** Your assignment **
Reproduce the listing below exactly, from its first line down to and including the line with "box: [259, 294, 431, 390]".

** Excerpted records **
* * * * * * * * *

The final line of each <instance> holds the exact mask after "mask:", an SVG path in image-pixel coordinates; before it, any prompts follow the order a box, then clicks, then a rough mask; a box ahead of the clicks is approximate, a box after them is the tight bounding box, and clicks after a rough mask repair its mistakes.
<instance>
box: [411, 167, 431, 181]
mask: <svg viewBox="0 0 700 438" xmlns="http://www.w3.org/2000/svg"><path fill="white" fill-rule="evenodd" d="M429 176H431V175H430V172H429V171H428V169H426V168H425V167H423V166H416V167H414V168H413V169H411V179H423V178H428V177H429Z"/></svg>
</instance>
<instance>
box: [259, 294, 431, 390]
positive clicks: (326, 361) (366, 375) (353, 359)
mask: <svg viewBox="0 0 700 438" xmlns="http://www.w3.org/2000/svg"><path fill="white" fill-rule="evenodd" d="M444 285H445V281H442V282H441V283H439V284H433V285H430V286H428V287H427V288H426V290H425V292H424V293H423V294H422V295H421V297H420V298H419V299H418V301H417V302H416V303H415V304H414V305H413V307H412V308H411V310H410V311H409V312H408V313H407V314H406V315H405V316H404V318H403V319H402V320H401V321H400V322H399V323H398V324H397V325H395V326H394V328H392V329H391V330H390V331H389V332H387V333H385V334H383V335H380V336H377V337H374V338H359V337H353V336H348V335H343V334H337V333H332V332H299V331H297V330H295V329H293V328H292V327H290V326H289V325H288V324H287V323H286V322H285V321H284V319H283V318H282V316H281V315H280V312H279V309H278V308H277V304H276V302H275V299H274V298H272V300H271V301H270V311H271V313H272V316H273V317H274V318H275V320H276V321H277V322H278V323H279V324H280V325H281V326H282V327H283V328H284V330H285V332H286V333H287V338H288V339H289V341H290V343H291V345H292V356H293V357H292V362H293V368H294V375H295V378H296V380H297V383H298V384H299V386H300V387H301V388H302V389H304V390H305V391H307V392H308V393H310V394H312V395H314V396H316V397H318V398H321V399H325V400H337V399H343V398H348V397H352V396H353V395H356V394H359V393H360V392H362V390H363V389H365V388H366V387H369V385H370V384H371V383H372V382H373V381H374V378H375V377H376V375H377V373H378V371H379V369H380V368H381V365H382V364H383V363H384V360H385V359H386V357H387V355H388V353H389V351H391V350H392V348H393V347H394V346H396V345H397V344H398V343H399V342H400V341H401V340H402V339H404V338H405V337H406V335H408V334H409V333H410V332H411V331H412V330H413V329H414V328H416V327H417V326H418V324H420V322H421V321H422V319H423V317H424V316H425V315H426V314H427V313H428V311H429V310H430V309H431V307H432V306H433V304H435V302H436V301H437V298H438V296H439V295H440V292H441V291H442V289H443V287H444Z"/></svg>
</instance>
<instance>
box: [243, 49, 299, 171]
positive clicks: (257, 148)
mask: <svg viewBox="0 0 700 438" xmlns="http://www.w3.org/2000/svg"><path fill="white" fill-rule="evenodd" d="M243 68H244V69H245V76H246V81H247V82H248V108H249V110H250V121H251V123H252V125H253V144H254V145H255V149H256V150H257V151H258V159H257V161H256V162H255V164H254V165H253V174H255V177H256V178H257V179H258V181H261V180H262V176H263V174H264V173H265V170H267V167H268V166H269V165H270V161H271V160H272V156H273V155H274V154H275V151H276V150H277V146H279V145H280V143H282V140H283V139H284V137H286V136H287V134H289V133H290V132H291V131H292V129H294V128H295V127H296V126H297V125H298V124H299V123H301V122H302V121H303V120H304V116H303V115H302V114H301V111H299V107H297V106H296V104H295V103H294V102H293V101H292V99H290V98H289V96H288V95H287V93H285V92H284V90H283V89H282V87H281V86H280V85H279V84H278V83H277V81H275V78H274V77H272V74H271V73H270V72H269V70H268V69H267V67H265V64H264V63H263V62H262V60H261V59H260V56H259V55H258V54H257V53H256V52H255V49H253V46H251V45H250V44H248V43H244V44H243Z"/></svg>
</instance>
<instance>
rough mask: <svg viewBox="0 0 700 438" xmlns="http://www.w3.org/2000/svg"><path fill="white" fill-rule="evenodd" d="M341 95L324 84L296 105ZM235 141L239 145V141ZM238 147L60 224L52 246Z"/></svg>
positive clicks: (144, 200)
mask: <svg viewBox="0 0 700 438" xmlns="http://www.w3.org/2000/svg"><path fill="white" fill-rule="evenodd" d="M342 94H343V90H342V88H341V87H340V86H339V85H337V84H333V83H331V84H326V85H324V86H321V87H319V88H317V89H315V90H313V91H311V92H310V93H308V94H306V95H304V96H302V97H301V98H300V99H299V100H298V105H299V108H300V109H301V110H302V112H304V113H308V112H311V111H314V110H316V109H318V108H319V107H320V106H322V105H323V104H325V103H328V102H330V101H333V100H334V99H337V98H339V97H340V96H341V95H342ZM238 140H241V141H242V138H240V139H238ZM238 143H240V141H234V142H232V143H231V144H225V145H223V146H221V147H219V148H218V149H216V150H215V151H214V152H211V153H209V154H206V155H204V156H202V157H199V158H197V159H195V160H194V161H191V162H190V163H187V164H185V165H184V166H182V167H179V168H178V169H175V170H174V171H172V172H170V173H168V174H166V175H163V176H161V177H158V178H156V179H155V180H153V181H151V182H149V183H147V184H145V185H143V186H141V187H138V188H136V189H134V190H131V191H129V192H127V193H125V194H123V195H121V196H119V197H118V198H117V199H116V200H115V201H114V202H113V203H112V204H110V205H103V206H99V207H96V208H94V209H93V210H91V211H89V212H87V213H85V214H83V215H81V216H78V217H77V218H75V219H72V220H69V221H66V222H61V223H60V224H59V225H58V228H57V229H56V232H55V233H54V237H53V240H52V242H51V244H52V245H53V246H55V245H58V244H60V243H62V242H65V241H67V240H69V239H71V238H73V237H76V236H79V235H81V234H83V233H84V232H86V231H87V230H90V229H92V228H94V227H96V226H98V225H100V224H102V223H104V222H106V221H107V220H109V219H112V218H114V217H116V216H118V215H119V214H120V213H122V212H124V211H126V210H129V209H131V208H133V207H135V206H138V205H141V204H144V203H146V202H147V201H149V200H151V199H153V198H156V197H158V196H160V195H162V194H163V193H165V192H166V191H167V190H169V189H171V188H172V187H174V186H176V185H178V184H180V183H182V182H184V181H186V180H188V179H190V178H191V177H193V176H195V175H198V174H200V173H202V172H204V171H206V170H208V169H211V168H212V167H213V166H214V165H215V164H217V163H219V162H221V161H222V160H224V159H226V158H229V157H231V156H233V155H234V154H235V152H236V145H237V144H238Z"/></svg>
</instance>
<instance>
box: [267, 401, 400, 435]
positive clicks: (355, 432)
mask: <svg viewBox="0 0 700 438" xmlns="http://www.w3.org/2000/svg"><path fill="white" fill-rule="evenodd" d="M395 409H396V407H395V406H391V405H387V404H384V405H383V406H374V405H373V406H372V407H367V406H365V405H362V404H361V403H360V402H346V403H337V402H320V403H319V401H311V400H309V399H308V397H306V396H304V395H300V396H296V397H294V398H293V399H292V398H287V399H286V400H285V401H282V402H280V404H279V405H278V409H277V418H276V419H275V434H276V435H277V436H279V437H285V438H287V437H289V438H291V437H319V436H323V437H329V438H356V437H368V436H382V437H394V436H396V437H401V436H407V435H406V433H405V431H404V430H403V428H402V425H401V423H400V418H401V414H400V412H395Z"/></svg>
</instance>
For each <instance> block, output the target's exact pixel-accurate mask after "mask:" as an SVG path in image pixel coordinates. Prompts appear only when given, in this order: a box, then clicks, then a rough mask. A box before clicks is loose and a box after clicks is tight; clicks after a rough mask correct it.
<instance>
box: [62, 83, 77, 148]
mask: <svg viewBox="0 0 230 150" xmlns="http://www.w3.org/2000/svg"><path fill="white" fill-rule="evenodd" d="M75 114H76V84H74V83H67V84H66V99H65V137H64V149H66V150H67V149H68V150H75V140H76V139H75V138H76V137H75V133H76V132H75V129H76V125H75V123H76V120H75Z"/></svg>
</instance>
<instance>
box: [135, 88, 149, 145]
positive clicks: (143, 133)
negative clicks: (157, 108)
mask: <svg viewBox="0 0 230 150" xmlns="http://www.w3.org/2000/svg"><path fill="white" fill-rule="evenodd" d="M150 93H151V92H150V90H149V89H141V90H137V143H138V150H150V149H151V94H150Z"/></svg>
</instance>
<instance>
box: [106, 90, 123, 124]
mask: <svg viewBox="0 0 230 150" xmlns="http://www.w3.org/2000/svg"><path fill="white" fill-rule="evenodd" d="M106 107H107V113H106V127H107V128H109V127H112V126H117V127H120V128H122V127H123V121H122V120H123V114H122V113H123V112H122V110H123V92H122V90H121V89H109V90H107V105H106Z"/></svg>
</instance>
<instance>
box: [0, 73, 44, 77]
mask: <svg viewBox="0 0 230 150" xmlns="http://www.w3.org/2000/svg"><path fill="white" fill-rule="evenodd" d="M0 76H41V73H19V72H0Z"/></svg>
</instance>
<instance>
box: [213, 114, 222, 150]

* * * * * * * * *

** Exercise solution **
The final line of each <instance> holds the exact mask after "mask:", an SVG path in image-pixel coordinates; before it, any prompts follow the order a box, then clicks, then a rough mask; a box ahead of the clicks is approximate, a box after them is the tight bounding box, and clicks after a rough mask repair its mistakes.
<instance>
box: [411, 167, 431, 181]
mask: <svg viewBox="0 0 700 438" xmlns="http://www.w3.org/2000/svg"><path fill="white" fill-rule="evenodd" d="M429 176H431V175H430V172H429V171H428V169H426V168H425V167H423V166H416V167H414V168H413V169H411V179H423V178H428V177H429Z"/></svg>
</instance>
<instance>
box: [259, 294, 431, 390]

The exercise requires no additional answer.